ACTIVITY: Rewrite the data below, substituting "coarse mask" for every occurrence of "rough mask" and changing nothing else.

DATA EXTRACT:
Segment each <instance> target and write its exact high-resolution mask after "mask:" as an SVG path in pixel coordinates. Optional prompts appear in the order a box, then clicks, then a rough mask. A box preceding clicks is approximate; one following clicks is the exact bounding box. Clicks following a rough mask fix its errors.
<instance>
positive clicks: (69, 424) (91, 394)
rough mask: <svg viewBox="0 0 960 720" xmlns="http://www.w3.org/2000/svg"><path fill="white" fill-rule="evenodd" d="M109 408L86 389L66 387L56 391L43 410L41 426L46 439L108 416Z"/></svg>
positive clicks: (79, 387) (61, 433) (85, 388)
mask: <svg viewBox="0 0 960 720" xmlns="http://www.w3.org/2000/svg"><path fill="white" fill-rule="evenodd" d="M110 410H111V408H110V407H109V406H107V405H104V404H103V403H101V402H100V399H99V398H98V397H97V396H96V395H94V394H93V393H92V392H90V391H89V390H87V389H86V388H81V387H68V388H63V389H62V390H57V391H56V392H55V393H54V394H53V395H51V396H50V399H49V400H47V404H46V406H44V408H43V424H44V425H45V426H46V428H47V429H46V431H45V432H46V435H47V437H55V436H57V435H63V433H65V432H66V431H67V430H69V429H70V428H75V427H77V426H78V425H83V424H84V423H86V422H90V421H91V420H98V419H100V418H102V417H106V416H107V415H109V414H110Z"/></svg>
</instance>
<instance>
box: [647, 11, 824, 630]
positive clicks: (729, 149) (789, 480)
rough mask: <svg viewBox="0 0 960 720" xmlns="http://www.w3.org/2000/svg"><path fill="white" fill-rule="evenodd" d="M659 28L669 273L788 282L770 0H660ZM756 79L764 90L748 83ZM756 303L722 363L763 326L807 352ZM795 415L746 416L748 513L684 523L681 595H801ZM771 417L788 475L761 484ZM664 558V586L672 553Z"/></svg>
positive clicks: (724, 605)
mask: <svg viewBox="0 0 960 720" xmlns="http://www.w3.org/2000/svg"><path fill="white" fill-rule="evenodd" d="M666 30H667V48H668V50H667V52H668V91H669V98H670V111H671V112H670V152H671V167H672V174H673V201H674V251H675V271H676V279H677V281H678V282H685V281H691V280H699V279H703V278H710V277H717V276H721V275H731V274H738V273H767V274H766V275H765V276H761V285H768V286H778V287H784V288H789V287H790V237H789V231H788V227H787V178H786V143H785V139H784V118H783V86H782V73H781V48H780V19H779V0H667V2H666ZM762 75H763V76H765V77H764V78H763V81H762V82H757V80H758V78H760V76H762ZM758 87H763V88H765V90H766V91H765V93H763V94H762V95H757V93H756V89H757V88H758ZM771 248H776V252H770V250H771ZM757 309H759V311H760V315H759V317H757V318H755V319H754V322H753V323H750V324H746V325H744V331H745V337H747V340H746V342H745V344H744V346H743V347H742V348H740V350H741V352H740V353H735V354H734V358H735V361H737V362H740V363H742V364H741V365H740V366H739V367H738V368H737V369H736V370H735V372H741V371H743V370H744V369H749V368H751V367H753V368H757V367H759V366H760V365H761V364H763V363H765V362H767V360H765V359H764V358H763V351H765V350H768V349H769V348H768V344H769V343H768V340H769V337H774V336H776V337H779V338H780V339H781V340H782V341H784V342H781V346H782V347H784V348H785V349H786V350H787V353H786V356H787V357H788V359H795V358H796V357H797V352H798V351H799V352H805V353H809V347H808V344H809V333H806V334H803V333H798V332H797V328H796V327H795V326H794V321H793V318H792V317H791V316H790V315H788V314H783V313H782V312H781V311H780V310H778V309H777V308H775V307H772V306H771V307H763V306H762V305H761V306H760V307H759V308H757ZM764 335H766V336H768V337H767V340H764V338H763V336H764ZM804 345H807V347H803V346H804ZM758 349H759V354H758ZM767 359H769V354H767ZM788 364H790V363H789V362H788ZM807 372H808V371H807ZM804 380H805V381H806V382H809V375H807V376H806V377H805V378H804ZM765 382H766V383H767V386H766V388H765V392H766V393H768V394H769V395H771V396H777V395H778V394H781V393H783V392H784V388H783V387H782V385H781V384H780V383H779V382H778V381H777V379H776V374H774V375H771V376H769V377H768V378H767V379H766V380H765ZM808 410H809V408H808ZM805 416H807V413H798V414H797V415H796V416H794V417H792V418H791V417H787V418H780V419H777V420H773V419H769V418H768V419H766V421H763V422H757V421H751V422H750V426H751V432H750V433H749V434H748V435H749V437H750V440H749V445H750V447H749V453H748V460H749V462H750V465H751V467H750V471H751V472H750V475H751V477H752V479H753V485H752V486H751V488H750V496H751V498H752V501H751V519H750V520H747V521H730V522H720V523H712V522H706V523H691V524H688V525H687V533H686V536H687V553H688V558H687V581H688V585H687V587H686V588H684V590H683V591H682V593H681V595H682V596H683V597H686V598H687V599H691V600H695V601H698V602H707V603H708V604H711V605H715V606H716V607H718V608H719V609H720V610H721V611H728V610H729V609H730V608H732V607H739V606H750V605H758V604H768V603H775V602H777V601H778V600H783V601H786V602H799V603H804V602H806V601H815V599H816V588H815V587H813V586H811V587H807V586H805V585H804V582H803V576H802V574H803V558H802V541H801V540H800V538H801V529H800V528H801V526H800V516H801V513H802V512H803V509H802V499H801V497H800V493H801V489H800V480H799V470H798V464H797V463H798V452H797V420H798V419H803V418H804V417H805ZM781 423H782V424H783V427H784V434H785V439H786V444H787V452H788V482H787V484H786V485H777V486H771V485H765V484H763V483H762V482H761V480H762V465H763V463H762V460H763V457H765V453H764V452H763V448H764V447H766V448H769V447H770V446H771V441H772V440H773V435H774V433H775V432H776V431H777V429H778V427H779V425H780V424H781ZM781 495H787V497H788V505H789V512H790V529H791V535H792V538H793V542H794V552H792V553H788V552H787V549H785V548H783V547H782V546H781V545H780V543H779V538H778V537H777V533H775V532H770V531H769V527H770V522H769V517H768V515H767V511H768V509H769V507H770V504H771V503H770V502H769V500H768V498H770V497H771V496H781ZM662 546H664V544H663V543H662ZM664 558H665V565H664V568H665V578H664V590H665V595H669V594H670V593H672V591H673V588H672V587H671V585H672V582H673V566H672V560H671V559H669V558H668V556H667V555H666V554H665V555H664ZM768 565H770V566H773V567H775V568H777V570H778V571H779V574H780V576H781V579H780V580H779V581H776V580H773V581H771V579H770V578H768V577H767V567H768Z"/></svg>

REPLY:
Segment each <instance> target and write its exact high-resolution mask after "mask:" as an SVG path in pixel coordinates. Optional prompts appear in the order a box, then clicks, then a coarse mask. A box preceding clicks is approximate; one following clicks is the exact bounding box. Clicks following a coarse mask fix its errors.
<instance>
positive clicks: (69, 424) (91, 394)
coarse mask: <svg viewBox="0 0 960 720" xmlns="http://www.w3.org/2000/svg"><path fill="white" fill-rule="evenodd" d="M109 408L86 389L66 387L56 391L43 410L41 426L46 439L108 416Z"/></svg>
positive clicks: (79, 387) (61, 433) (85, 388)
mask: <svg viewBox="0 0 960 720" xmlns="http://www.w3.org/2000/svg"><path fill="white" fill-rule="evenodd" d="M110 410H111V408H110V407H109V406H107V405H104V404H103V403H101V402H100V399H99V398H98V397H97V396H96V395H94V394H93V393H92V392H90V391H89V390H87V389H86V388H81V387H68V388H63V389H62V390H57V391H56V392H55V393H54V394H53V395H51V396H50V399H49V400H47V404H46V406H44V408H43V424H44V425H45V426H46V428H47V429H46V431H45V432H46V435H47V437H55V436H57V435H63V433H65V432H66V431H67V430H69V429H70V428H75V427H77V426H78V425H83V424H84V423H86V422H90V421H91V420H98V419H100V418H102V417H106V416H107V415H109V414H110Z"/></svg>
</instance>
<instance>
box: [647, 11, 824, 630]
positive clicks: (729, 149) (789, 480)
coarse mask: <svg viewBox="0 0 960 720" xmlns="http://www.w3.org/2000/svg"><path fill="white" fill-rule="evenodd" d="M659 28L669 273L788 282L770 0H660ZM756 79L764 90L748 83ZM756 303L722 363L763 326L807 352ZM795 415L746 416L748 513L684 523L681 595H801ZM771 417L788 475L761 484ZM664 558V586L672 553Z"/></svg>
positive clicks: (724, 605)
mask: <svg viewBox="0 0 960 720" xmlns="http://www.w3.org/2000/svg"><path fill="white" fill-rule="evenodd" d="M666 30H667V48H668V50H667V52H668V91H669V98H670V111H671V112H670V152H671V167H672V174H673V201H674V251H675V271H676V279H677V281H678V282H685V281H691V280H699V279H703V278H710V277H717V276H721V275H731V274H738V273H767V274H766V275H765V276H761V285H768V286H778V287H784V288H789V287H790V237H789V231H788V227H787V178H786V143H785V139H784V118H783V86H782V73H781V48H780V19H779V0H667V2H666ZM762 75H763V76H765V77H764V78H763V81H762V82H757V80H758V78H760V76H762ZM758 87H763V88H765V90H766V91H765V93H763V94H762V95H757V93H756V89H757V88H758ZM771 248H776V252H770V250H771ZM757 309H759V311H760V315H759V317H757V318H755V319H754V322H753V323H750V324H746V325H744V331H745V337H747V340H746V342H745V344H744V346H743V347H742V348H740V350H741V352H740V353H735V354H734V358H735V361H737V362H740V363H742V364H741V365H740V366H739V367H738V368H737V369H736V370H735V372H741V371H743V370H744V369H749V368H751V367H753V368H757V367H759V366H760V365H761V364H763V363H765V362H767V360H765V359H764V358H763V351H765V350H768V349H769V348H768V344H769V343H768V340H769V337H774V336H776V337H779V338H780V339H781V340H782V341H784V342H781V346H782V347H784V348H785V349H786V350H787V353H786V356H787V357H788V359H795V358H796V357H797V352H798V351H799V352H805V353H809V347H808V344H809V333H806V334H803V333H798V332H797V328H796V327H795V326H794V321H793V318H792V317H791V316H790V315H788V314H783V313H782V312H781V311H780V310H778V309H777V308H775V307H772V306H771V307H763V306H762V305H761V306H760V307H759V308H757ZM764 335H766V336H768V337H767V340H764V338H763V336H764ZM804 345H807V347H803V346H804ZM758 349H759V354H758ZM767 359H769V354H767ZM788 364H790V363H789V362H788ZM807 372H808V371H807ZM804 380H805V381H806V382H809V375H807V376H806V377H805V378H804ZM765 382H766V383H767V386H766V388H765V392H766V393H768V394H769V395H771V396H777V395H778V394H781V393H783V392H784V388H783V387H782V385H781V384H780V383H779V382H778V381H777V379H776V374H774V375H771V376H769V377H768V378H767V379H766V380H765ZM808 410H809V408H808ZM805 416H807V413H798V414H797V415H796V416H794V417H792V418H791V417H787V418H780V419H777V420H773V419H769V418H768V419H766V421H763V422H757V421H751V422H750V426H751V432H750V433H749V434H748V435H749V437H750V440H749V445H750V447H749V453H748V460H749V462H750V465H751V467H750V471H751V472H750V475H751V477H752V479H753V485H752V486H751V488H750V496H751V498H752V501H751V519H750V520H747V521H730V522H720V523H712V522H706V523H691V524H688V525H687V533H686V536H687V553H688V558H687V581H688V585H687V587H686V588H684V590H683V591H682V593H681V595H682V596H683V597H686V598H687V599H691V600H695V601H698V602H707V603H708V604H711V605H715V606H716V607H718V608H719V609H720V610H721V611H728V610H729V609H730V608H732V607H739V606H750V605H758V604H768V603H775V602H777V601H778V600H783V601H786V602H799V603H804V602H806V601H815V599H816V588H815V587H813V586H811V587H807V586H805V585H804V582H803V576H802V574H803V558H802V541H801V540H800V538H801V529H800V528H801V526H800V516H801V513H802V512H803V509H802V499H801V497H800V493H801V489H800V480H799V470H798V464H797V463H798V452H797V420H798V419H803V418H804V417H805ZM781 423H782V424H783V427H784V434H785V439H786V444H787V452H788V482H787V484H786V485H777V486H771V485H765V484H763V483H762V482H761V480H762V465H763V463H762V460H763V457H765V453H764V452H763V448H764V447H766V448H769V447H770V446H771V441H772V440H773V435H774V433H775V432H776V431H777V429H778V427H779V425H780V424H781ZM781 495H787V497H788V505H789V512H790V529H791V535H792V538H793V542H794V552H792V553H788V552H787V549H785V548H783V547H782V546H781V545H780V543H779V538H778V537H777V533H775V532H770V531H769V527H770V522H769V517H768V515H767V511H768V509H769V507H770V504H771V503H770V502H769V500H768V498H770V497H771V496H781ZM662 546H664V544H663V543H662ZM664 558H665V565H664V568H665V578H664V590H665V595H669V594H670V593H672V591H673V588H672V587H671V585H672V582H673V566H672V560H671V559H669V558H668V556H667V555H666V554H665V555H664ZM768 565H770V566H773V567H775V568H777V570H778V571H779V574H780V576H781V579H780V580H779V581H776V580H773V581H771V579H770V578H768V577H767V567H768Z"/></svg>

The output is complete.